_Required task A_. List, without alteration, each line of the records below that contains the word "water".

## Start Excerpt

# stix and tannin bleed



## ogre (Oct 25, 2007)

I am spraying some oak kitchen cabinets. After priming the first few doors with stix i am getting some tannin bleed. I plan to prime over the stix with sw pro block oil primer to get rid of the tannin. I am going to then top coat with cabinet coat. Do you think i will run into trouble with this order of operation? Is going from latex to oil to latex a bad idea? I just like the grip of the stix too much to omit that step


----------



## ReNt A PaInTeR (Dec 28, 2008)

ogre said:


> I am spraying some oak kitchen cabinets. After priming the first few doors with stix i am getting some tannin bleed. I plan to prime over the stix with sw pro block oil primer to get rid of the tannin. I am going to then top coat with cabinet coat. Do you think i will run into trouble with this order of operation? Is going from latex to oil to latex a bad idea? I just like the grip of the stix too much to omit that step


Not sure if that is going to happen with your case. But I have seen problems when they put latex, oil, latex, sometimes the result is alligatoring over time, it doesn't happen right away.


----------



## kdpaint (Aug 14, 2010)

BIN it! No worries.


----------



## Rbriggs82 (Jul 9, 2012)

ReNt A PaInTeR said:


> Not sure if that is going to happen with your case. But I have seen problems when they put latex, oil, latex, sometimes the result is alligatoring over time, it doesn't happen right away.


I did a job last week that had some weird cabinet issues that may have been by latex, oil, latex. 

The cabinets were built and finished in place and the back of all the cabinets were Sheetrock. The back of every cabinet in the house was cracked and peeling badly. So were the walls surrounding the cabinets were I assume had overspray. 

Once again I have pics but I keep forgetting the camera. That thing is a black hole, pics go in but they never come out.


----------



## Red Truck (Feb 10, 2013)

## End Excerpt

_Required task B_. Reproduce verbatim the portion of the forum thread on tannin bleed above from "## Rbriggs82 (Jul" to "latex, oil, latex.".

## Start Raw data

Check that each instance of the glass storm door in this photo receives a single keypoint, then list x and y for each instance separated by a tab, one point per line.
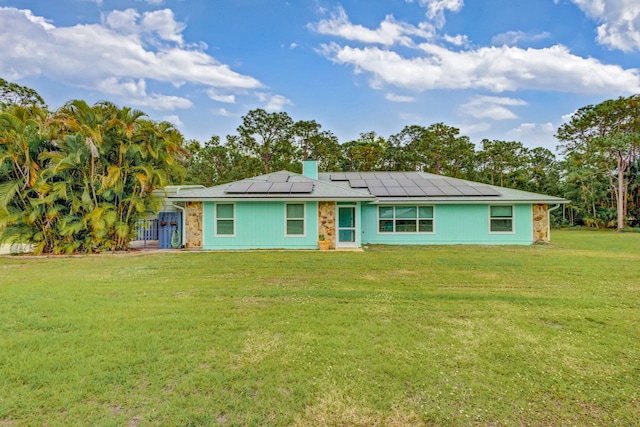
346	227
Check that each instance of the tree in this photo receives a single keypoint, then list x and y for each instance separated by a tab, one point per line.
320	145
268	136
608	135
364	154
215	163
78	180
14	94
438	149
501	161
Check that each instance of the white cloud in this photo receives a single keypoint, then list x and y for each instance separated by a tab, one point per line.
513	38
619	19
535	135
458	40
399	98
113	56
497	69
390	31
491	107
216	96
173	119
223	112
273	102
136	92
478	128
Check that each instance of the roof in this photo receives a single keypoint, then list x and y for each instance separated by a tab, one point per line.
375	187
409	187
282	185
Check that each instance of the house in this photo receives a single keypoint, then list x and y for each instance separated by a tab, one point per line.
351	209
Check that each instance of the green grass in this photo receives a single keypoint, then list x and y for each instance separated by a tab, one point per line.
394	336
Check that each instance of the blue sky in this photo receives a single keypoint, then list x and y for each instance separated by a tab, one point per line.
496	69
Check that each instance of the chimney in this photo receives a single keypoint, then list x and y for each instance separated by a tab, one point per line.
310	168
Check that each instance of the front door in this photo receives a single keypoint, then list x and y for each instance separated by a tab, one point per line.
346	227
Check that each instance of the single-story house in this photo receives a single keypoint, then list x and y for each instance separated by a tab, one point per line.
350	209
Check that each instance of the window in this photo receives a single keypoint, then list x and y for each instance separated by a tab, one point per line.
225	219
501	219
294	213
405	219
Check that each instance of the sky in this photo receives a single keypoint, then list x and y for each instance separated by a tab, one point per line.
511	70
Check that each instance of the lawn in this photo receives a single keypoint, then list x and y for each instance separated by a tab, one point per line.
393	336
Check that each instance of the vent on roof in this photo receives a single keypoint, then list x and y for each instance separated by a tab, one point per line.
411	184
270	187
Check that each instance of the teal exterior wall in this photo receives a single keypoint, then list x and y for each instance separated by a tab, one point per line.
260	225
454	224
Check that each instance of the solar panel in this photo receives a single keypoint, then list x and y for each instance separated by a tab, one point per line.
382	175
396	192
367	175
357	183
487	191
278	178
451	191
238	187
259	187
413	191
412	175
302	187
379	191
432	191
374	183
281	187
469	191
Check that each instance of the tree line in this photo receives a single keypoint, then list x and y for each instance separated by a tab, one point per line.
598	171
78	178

## End Raw data
## Start Raw data

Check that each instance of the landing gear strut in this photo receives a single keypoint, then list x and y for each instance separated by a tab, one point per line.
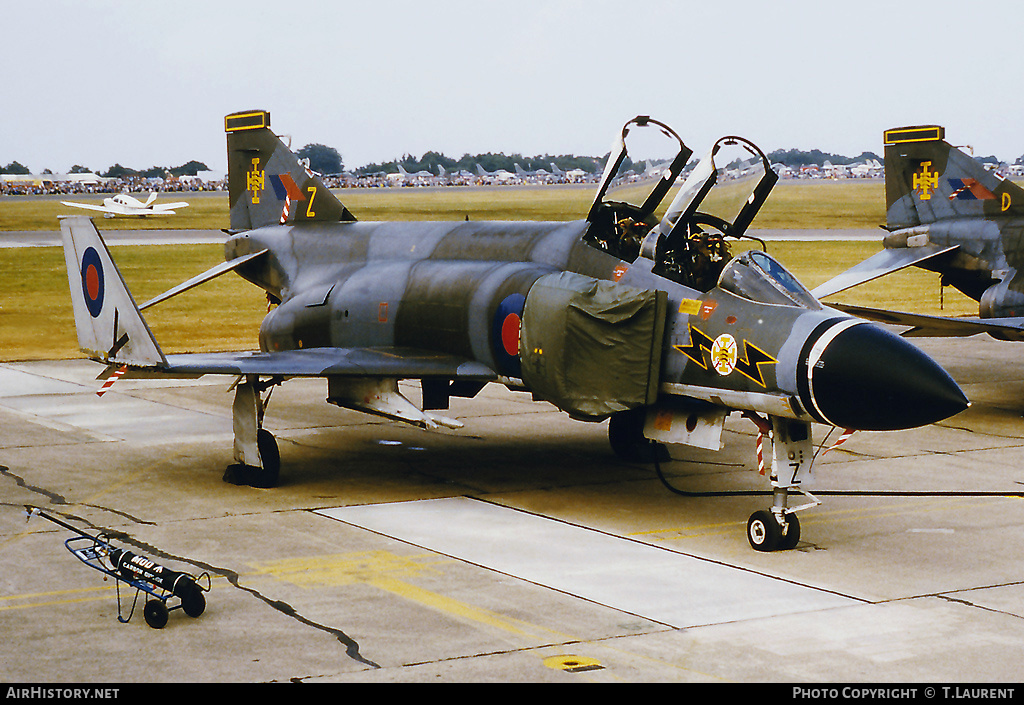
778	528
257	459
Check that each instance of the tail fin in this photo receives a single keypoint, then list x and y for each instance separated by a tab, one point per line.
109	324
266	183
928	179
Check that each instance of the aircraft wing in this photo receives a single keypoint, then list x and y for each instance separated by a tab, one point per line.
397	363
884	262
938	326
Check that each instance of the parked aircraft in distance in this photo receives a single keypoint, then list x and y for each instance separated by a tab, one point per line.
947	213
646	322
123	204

## End Raw data
## Start Raw data

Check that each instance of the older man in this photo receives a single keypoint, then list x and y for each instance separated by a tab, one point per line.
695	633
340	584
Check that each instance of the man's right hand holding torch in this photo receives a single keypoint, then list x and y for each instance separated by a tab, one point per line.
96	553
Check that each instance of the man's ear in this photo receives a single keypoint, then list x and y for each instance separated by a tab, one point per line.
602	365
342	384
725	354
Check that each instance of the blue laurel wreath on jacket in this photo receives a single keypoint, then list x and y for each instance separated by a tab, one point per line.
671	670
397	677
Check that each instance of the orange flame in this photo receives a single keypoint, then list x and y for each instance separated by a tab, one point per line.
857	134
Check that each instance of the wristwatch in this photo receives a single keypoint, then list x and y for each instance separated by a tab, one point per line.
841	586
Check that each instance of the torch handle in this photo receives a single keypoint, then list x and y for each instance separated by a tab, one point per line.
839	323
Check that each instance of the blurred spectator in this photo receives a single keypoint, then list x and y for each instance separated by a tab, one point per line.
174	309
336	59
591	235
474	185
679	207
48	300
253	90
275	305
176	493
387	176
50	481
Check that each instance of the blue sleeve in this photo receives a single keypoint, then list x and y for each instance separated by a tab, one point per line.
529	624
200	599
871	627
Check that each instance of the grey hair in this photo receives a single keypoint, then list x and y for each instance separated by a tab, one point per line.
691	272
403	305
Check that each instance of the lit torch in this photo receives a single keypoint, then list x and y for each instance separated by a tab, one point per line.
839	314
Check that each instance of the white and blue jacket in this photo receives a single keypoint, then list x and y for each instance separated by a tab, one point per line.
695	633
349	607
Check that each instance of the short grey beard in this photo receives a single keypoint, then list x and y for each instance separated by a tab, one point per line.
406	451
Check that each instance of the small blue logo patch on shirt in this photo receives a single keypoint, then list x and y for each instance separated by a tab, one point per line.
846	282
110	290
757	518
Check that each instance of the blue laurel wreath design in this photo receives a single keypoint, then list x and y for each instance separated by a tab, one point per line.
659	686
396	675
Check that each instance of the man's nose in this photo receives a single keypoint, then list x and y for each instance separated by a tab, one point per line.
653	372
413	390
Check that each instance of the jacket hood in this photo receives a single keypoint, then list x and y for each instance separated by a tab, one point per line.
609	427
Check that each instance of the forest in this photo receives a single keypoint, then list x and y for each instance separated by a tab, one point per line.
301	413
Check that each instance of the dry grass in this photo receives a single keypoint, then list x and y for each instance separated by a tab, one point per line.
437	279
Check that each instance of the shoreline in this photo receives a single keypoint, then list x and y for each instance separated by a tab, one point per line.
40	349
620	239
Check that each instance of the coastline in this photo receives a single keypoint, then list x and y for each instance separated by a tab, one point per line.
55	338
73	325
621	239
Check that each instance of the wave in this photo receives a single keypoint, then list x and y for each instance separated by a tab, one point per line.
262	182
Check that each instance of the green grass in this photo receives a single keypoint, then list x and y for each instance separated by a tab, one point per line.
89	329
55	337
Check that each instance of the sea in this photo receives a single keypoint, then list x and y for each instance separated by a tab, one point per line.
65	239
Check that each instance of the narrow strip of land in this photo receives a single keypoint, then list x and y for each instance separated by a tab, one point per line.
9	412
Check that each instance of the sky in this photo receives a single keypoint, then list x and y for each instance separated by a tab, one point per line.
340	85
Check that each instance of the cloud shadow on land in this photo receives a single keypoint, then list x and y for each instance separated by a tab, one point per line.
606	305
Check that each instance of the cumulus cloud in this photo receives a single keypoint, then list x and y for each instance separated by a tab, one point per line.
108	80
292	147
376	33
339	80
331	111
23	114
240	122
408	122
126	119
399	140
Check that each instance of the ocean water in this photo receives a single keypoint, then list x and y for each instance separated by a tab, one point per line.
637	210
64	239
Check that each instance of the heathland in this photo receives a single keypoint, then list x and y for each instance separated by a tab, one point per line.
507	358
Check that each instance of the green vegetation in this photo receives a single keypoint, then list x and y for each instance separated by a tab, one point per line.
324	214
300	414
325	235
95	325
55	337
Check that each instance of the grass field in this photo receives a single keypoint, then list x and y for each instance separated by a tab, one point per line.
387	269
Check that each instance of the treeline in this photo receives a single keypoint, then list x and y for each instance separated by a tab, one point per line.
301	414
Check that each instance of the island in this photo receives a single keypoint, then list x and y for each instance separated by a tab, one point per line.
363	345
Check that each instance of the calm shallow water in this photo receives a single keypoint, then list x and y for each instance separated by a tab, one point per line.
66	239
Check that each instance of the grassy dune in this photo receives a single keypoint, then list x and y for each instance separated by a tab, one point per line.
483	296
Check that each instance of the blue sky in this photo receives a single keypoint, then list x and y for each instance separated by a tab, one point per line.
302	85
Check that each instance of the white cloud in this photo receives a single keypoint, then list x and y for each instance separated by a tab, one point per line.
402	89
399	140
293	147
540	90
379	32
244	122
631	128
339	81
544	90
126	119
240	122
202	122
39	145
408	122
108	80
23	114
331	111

## End Raw data

_Correct output A_.
Check that each instance of the ocean water in this photo receives a single keypoint, then list x and y for each instance separated by a tab, one point per line.
Check that each instance of the calm shallow water in this photo receives a single keypoint, then list x and y for each instance separated by a tab, one point per line.

_Correct output B_.
## Rbriggs82 (Jul 9, 2012)

ReNt A PaInTeR said:


> Not sure if that is going to happen with your case. But I have seen problems when they put latex, oil, latex, sometimes the result is alligatoring over time, it doesn't happen right away.


I did a job last week that had some weird cabinet issues that may have been by latex, oil, latex.